[Text section]:
*-*-*

Unfortunately, few private companies still offer defined benefit pensions to their workers, especially younger workers who may not be eligible to participate in pension plans. Federal Reserve data show that the percentage of those ages 25-35 with a pension declined to just over 15% in 2016 from more than 25% in 1989. The majority of millennials will enter retirement without the security of a defined benefit pension absent a renewed interest in rebuilding our retirement infrastructure.
This leaves individual savings, most likely through an employer-provided defined contribution plan, such as a 401(k). While the number of Americans who own assets in defined contribution plans has grown significantly since the 1980s, this account-based retirement savings system has inefficiencies that particularly harm younger workers.
A major hindrance to retirement savings for many workers is plan access. Workers are much more likely to save if they are offered a plan through their employer, but workers may be ineligible to participate if they work part-time or haven’t worked for their employer long enough to be eligible. Previous NIRS research found only one-third of millennials participate in their employer’s retirement savings plan due to low eligibility. Millennials will likely gain access to employer plans as they continue to age into the workforce, but two-thirds of working millennials in 2014 had nothing saved for retirement.
“ Millennials will see a smaller share of pre-retirement income replaced than previous generations. ”
The bottom line: The retirement outlook for millennials is bleak. Widening inequality is driving wealth to the very top. Unless lawmakers in Washington act soon, the Social Security trust fund will be depleted in 2035 and everyone who won’t have retired yet, not just millennials, will experience a sharp cut in their benefits.
The recent passage of multiple pieces of legislation to address the COVID-19 pandemic demonstrates that Congress can act quickly when motivated. But even if Congress acts to restore the Social Security trust fund, under current program rules, millennials will see a smaller share of pre-retirement income replaced than previous generations. The shrinking availability of pensions and lack of access to other employer-provided plans, coupled with lingering financial and economic burdens from two recessions, makes it difficult for millennials to prepare for retirement.

*-*-*

[Source information]:
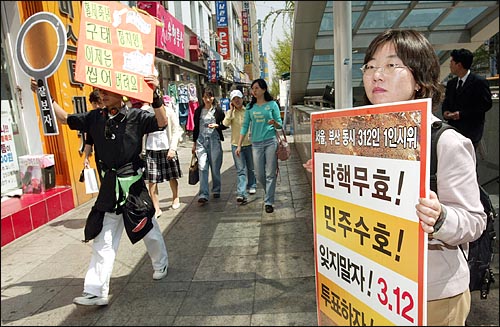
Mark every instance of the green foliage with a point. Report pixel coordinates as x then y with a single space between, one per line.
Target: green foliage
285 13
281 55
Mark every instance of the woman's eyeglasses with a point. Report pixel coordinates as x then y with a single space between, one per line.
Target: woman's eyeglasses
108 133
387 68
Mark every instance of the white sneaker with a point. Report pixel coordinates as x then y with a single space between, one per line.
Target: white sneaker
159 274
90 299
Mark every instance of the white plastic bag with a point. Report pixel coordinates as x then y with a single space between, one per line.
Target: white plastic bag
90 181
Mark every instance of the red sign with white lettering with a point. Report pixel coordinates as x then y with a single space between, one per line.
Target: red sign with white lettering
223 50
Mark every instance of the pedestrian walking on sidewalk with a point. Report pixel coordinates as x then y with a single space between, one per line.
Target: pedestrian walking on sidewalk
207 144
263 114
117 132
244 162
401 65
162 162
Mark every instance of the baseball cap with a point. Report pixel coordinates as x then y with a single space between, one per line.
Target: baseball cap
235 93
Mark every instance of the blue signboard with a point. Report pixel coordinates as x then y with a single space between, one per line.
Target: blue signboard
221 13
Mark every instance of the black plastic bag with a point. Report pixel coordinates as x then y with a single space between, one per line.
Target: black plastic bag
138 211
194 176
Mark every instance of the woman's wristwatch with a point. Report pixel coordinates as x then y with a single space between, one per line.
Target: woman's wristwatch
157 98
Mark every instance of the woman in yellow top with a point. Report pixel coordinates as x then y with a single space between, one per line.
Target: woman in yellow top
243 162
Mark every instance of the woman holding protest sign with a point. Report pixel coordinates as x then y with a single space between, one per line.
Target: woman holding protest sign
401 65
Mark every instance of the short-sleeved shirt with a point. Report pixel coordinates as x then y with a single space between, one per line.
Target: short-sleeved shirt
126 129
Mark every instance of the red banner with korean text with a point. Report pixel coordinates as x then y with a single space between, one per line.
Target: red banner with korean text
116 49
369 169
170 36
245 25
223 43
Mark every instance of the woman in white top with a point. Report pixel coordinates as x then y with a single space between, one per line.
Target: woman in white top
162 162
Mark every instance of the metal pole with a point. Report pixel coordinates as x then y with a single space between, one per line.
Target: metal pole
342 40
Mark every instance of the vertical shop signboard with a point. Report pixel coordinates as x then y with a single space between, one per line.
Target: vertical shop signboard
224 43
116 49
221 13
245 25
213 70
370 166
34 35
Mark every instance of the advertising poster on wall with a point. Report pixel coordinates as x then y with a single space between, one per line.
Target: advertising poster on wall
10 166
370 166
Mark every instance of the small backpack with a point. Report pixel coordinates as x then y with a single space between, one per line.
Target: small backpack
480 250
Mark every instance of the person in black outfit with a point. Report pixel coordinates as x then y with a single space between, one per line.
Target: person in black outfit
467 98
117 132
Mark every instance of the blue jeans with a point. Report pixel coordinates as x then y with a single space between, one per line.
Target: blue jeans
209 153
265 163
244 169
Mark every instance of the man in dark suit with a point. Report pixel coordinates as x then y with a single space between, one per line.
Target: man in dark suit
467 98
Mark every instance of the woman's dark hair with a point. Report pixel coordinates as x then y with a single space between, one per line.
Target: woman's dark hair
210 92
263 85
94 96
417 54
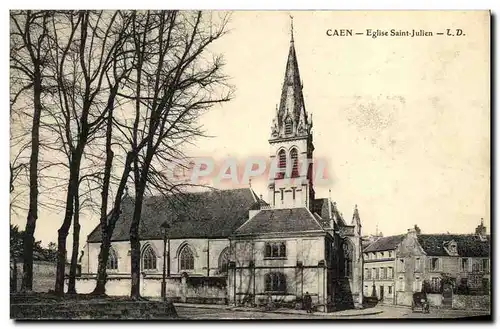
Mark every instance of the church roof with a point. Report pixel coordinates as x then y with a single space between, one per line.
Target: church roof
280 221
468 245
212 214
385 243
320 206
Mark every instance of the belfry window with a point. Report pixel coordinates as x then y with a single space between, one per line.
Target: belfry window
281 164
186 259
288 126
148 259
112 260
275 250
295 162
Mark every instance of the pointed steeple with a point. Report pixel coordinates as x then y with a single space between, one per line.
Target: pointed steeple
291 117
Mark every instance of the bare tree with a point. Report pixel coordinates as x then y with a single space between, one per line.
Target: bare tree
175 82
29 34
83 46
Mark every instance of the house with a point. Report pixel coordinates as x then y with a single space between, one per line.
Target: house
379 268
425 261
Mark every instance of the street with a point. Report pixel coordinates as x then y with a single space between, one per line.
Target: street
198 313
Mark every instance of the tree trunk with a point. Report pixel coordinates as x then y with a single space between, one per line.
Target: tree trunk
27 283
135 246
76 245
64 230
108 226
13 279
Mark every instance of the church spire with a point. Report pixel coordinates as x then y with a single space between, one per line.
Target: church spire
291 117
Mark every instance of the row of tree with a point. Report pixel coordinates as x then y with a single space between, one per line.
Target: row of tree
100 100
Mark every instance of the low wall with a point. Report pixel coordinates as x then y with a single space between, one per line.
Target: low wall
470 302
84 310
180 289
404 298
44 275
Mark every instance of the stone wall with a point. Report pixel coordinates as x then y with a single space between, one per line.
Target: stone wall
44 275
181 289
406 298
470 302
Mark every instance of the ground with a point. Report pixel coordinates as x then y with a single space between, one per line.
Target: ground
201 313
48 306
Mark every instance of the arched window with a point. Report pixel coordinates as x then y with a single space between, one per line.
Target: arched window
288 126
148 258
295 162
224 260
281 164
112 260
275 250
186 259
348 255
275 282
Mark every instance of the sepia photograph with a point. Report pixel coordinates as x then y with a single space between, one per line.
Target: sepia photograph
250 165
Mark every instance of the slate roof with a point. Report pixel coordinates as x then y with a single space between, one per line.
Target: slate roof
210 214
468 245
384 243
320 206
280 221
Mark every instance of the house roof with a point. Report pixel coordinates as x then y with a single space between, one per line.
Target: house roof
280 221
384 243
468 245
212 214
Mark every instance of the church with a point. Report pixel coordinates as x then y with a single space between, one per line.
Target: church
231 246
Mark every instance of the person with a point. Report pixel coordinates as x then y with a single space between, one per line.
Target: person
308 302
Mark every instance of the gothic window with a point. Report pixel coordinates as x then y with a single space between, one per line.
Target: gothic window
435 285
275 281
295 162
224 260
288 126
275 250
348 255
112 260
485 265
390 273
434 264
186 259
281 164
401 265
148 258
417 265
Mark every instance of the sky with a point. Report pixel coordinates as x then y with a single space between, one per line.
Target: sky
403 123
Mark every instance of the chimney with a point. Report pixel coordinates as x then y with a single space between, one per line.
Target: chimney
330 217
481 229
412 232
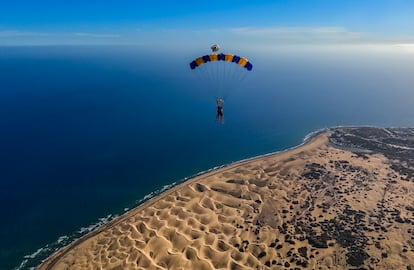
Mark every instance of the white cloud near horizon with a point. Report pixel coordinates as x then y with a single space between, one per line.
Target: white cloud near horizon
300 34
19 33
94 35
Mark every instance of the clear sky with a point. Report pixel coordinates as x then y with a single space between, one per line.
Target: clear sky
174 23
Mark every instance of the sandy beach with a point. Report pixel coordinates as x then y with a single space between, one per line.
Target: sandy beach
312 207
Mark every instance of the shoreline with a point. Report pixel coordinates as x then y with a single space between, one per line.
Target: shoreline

*-*-*

[Task instructions]:
**a.** In the millennial retirement text, why do only one-third of millennials take part in their employer's retirement savings plan?
**b.** Copy the millennial retirement text word for word from "The bottom line: The" to "prepare for retirement.".
**c.** Carry on the millennial retirement text from the point where it stops.

[Answers for this exercise]:
**a.** The text attributes it to low eligibility. Workers may be unable to join an employer plan if they work part-time or haven't been with their employer long enough.

**b.**
The bottom line: The retirement outlook for millennials is bleak. Widening inequality is driving wealth to the very top. Unless lawmakers in Washington act soon, the Social Security trust fund will be depleted in 2035 and everyone who won’t have retired yet, not just millennials, will experience a sharp cut in their benefits.
The recent passage of multiple pieces of legislation to address the COVID-19 pandemic demonstrates that Congress can act quickly when motivated. But even if Congress acts to restore the Social Security trust fund, under current program rules, millennials will see a smaller share of pre-retirement income replaced than previous generations. The shrinking availability of pensions and lack of access to other employer-provided plans, coupled with lingering financial and economic burdens from two recessions, makes it difficult for millennials to prepare for retirement.

**c.**
It’s a myth that Social Security will not be there when millennials retire, as minor adjustments can solidify the program’s future for many decades. That said, there is only a small window of time to address these challenges — and millennials must use their political power to push for them. In 2020, millennials will nearly equal baby boomers for the largest slice of eligible U.S. voters. Millennials, as a voting bloc, must immediately embrace the cause of Social Security expansion. They should collectively work to restore Social Security’s trust fund and strengthen and expand the program. Organizations like Social Security Works are leading the charge in this effort.
Millennials should also advocate for major structural changes to the U.S. retirement savings system. This means improving the inefficient tax incentives for retirement savings that mostly benefit high-income earners and expanding access to plans for those who do not have one through their employer.
Millennials may think that retirement is far away and they have more pressing financial worries. But waiting to address America’s broken retirement system will only exacerbate the challenge and could make working forever the new normal. We can do better. But policymakers must act now to save the American Dream of retirement for millennials.
Tyler Bond is the manager of research at the National Institute on Retirement Security, a non-partisan, non-profit think tank in Washington, D.C.